Segment Start: Dataset
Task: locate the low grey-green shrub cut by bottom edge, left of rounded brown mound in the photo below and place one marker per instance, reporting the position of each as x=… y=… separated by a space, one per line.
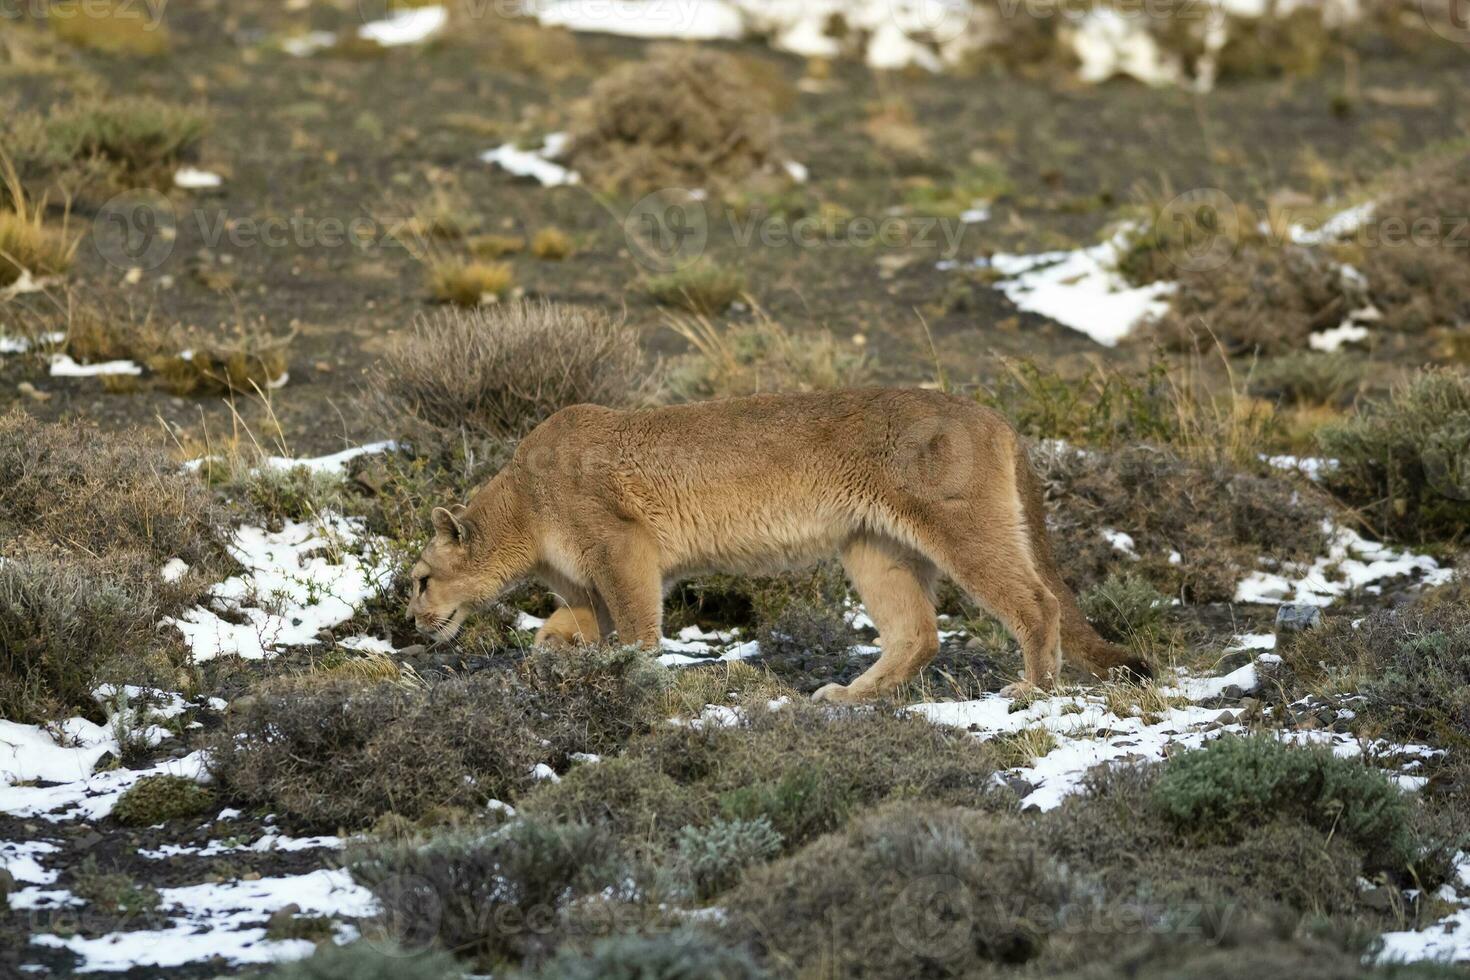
x=680 y=956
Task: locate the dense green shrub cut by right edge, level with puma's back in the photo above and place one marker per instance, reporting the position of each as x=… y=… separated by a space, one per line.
x=1405 y=461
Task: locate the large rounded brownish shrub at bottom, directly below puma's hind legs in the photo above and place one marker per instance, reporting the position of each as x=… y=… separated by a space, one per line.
x=908 y=891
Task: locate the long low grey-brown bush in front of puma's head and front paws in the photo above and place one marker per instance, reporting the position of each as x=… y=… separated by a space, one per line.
x=329 y=752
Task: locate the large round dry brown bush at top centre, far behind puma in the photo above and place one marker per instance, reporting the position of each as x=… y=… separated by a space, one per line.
x=686 y=117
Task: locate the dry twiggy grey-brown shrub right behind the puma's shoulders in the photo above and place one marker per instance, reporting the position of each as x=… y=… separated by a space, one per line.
x=496 y=374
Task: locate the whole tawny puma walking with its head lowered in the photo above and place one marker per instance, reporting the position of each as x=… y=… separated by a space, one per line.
x=611 y=509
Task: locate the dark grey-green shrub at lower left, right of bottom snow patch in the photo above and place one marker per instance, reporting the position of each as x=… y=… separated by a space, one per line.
x=501 y=896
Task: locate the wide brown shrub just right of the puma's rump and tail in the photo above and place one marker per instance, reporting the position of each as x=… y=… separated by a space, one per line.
x=1218 y=519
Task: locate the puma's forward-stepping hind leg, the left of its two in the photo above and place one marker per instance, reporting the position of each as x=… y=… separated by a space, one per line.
x=897 y=590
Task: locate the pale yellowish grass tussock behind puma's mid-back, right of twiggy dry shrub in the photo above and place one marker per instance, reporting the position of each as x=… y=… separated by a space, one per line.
x=761 y=356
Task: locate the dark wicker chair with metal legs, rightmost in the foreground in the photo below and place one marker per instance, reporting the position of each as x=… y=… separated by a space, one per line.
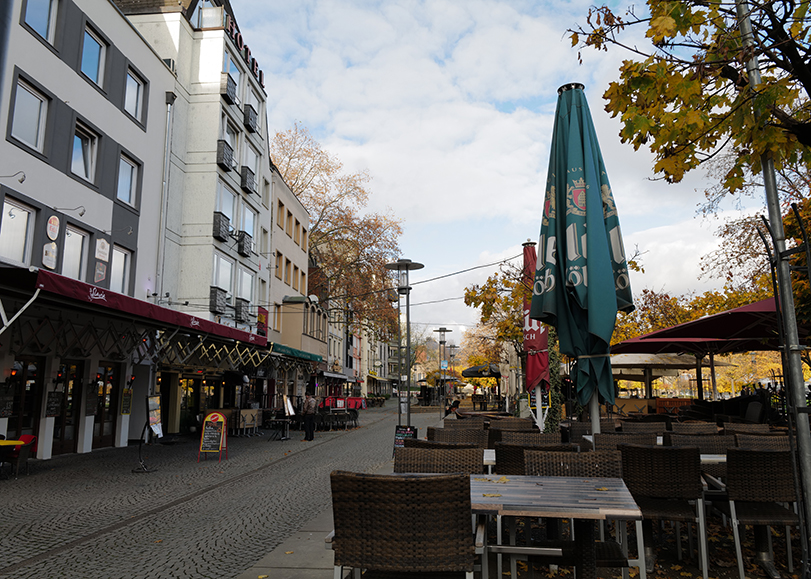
x=757 y=481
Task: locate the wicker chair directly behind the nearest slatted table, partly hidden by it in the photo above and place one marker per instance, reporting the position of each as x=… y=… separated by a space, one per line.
x=588 y=464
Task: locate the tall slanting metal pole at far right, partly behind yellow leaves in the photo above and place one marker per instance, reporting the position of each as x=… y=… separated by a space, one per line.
x=791 y=356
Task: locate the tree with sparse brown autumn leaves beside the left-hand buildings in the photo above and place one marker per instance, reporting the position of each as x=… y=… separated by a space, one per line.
x=348 y=245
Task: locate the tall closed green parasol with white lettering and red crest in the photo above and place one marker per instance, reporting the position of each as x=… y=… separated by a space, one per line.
x=581 y=280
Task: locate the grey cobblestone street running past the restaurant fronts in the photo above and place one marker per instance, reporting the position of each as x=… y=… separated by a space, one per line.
x=89 y=516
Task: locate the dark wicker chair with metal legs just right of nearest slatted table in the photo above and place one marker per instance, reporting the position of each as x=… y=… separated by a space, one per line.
x=664 y=480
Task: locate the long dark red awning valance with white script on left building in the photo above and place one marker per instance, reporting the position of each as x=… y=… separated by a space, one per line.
x=83 y=292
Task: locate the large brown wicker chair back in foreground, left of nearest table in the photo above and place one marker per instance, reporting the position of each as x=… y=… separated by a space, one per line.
x=374 y=517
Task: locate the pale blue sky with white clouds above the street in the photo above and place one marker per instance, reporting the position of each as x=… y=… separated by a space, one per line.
x=449 y=106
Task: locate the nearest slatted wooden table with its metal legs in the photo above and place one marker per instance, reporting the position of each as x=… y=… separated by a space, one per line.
x=583 y=500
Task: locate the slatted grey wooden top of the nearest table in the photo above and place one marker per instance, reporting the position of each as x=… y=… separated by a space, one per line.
x=557 y=497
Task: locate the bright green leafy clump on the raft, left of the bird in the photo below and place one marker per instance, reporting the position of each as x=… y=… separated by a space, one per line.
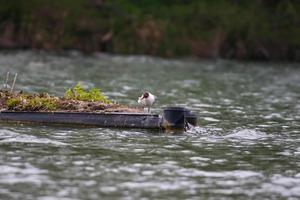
x=78 y=93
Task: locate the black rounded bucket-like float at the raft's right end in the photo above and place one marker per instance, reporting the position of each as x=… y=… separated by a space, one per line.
x=174 y=118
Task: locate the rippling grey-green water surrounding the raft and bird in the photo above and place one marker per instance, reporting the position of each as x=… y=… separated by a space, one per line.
x=247 y=145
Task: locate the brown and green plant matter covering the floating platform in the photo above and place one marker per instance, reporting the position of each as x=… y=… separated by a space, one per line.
x=75 y=99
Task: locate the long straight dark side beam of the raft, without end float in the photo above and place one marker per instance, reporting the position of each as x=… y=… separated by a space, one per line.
x=121 y=120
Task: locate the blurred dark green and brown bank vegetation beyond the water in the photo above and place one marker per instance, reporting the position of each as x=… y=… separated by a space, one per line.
x=258 y=29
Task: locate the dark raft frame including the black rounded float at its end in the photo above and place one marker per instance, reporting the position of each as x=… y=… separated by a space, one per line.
x=173 y=118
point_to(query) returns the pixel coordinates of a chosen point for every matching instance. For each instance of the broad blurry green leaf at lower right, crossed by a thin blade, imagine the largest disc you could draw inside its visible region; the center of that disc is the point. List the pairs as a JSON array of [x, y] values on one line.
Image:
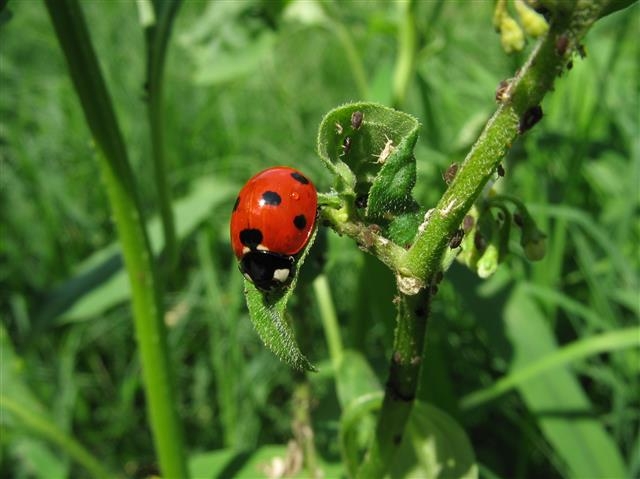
Segment End: Dataset
Work to complete
Reproduce the lines above exactly, image-free.

Task output
Task: locate the low grey-green shrub cut by bottom edge, left of rounded brown mound in the photo below and place one marker per instance, reporting the position of each as x=… y=… separated by a space, one per line.
x=680 y=956
Task: locate the dense green shrub cut by right edge, level with puma's back in the photo above and place one marker per instance, reporting the position of each as x=… y=… separated by a space, one per line.
x=1405 y=461
Task: locate the large rounded brownish shrub at bottom, directly below puma's hind legs in the photo above and place one marker per instance, reporting the position of each as x=… y=… separated by a space, one per line.
x=908 y=891
Task: locate the long low grey-brown bush in front of puma's head and front paws in the photo above and place one marker per instance, reporting the position of each as x=… y=… separated by a space, one per line.
x=329 y=752
Task: locate the large round dry brown bush at top centre, far behind puma in the photo above and place one marker per instance, reporting the position of each as x=… y=… separated by a space, one per line.
x=686 y=117
Task: locate the dry twiggy grey-brown shrub right behind the puma's shoulders in the photo above and place one marker per instance, reporting the position of each as x=… y=… separated by a space, one per line.
x=496 y=374
Task: locate the whole tawny puma walking with its head lowered in the photo above and place one marker per instance, reporting the position of each as x=… y=… separated by a space, one per line.
x=611 y=509
Task: locate the dark grey-green shrub at lower left, right of bottom snow patch in the photo above and place one marker per instance, reporting the position of each as x=… y=… separated by a space, one per line.
x=501 y=896
Task: locate the wide brown shrub just right of the puma's rump and tail in the photo above and place one marker per instance, reporting the position of each as x=… y=… separated by a space, one per line.
x=1218 y=519
Task: locate the puma's forward-stepping hind leg, the left of its two in the photo above and place one marker per instance, reporting the position of each as x=… y=… separated by a space, one per line.
x=897 y=590
Task: locate the pale yellowish grass tussock behind puma's mid-back, right of twiggy dry shrub in the photo above and place one marker per instance, reporting the position of each as x=… y=… separated by a space, one per line.
x=761 y=356
Task: locate the dark wicker chair with metal legs, rightmost in the foreground in the photo below and place one marker per instance, reporting the position of each as x=… y=… separated by a space, one per line.
x=757 y=481
Task: locate the wicker chair directly behind the nearest slatted table, partly hidden by it in the photo above and place one marker per instance, reporting the position of each as x=… y=… separated by a space, one per line.
x=588 y=464
Task: locate the tall slanting metal pole at far right, partly behind yellow leaves in the photo above and place one marker per instance, reporting the position of each as x=… y=… separated by a space, one per line.
x=791 y=356
Task: locate the tree with sparse brown autumn leaves beside the left-hand buildings in the photo above and place one marker per instance, reporting the position of each as x=… y=… separated by a space, one per line.
x=348 y=245
Task: locate the tall closed green parasol with white lettering and red crest in the photo above and place one marker per instance, reporting the position of each as x=… y=… separated by a space, one per line.
x=581 y=280
Task: locate the grey cobblestone street running past the restaurant fronts in the photo above and place one marker per instance, reporting the position of each as x=… y=… separated by a space, one per line.
x=89 y=516
Task: locate the dark wicker chair with metal legs just right of nearest slatted table in the photo above and place one marker per instance, reporting the position of each as x=… y=… separated by a space, one per line.
x=664 y=480
Task: locate the long dark red awning valance with white script on left building in the photo above and place one marker per instance, reporting the position of each as x=… y=… separated by a space, one per line.
x=83 y=292
Task: locate the large brown wicker chair back in foreground, left of nearest table in the photo above and place one marker per instance, reporting the position of each as x=… y=… separated by a space, one per line.
x=374 y=517
Task: locate the pale blue sky with white clouds above the street in the photo above and place one marker per instance, reporting the position of each as x=… y=… separated by a space, one per line.
x=449 y=106
Task: locate the nearest slatted wooden table with its metal legs in the photo above and place one marker per instance, reporting the position of each as x=… y=… separated by a space, one per line.
x=583 y=500
Task: locate the slatted grey wooden top of the nearest table in the photo above and place one marker per instance, reporting the position of each as x=… y=… separated by a space, one per line.
x=557 y=497
Task: locate the bright green leafy clump on the raft, left of the bird in the photo below and place one marker per instance, reporting the position of each as x=… y=… separated by a space, one per line.
x=78 y=93
Task: locate the black rounded bucket-like float at the raft's right end in the photo above and place one marker per instance, reporting the position of each as x=… y=… separated by a space, one per line.
x=174 y=118
Task: locate the rippling grey-green water surrounding the raft and bird in the photo above and place one marker per instance, reporting the position of each as x=… y=… separated by a space, one per line.
x=247 y=145
Task: locate the brown and green plant matter covering the floating platform in the photo above and place one marker per instance, reporting the position of each as x=… y=… separated by a space, one per line.
x=75 y=99
Task: locate the long straight dark side beam of the raft, without end float in the photo above and place one marker per instance, reporting the position of each as x=… y=… separated by a space, one per line.
x=121 y=120
Task: locate the blurred dark green and brown bank vegetation beyond the water in the photo above and place one marker per instance, reporting the position of each as x=… y=… separated by a space, one per line.
x=258 y=29
Task: locate the dark raft frame including the black rounded float at its end in the photo above and place one marker per instance, reporting the position of each as x=… y=… separated by a space, one per line.
x=173 y=118
point_to(query) returns the pixel coordinates of a chosen point for every matching instance. For each instance of the broad blurry green leaf at lower right, crossed by a thin blade, imagine the largest disc you could draw inside its visible region; the center of that disc is the point. List the pairs as a JSON array of [x, y] values on one line.
Image:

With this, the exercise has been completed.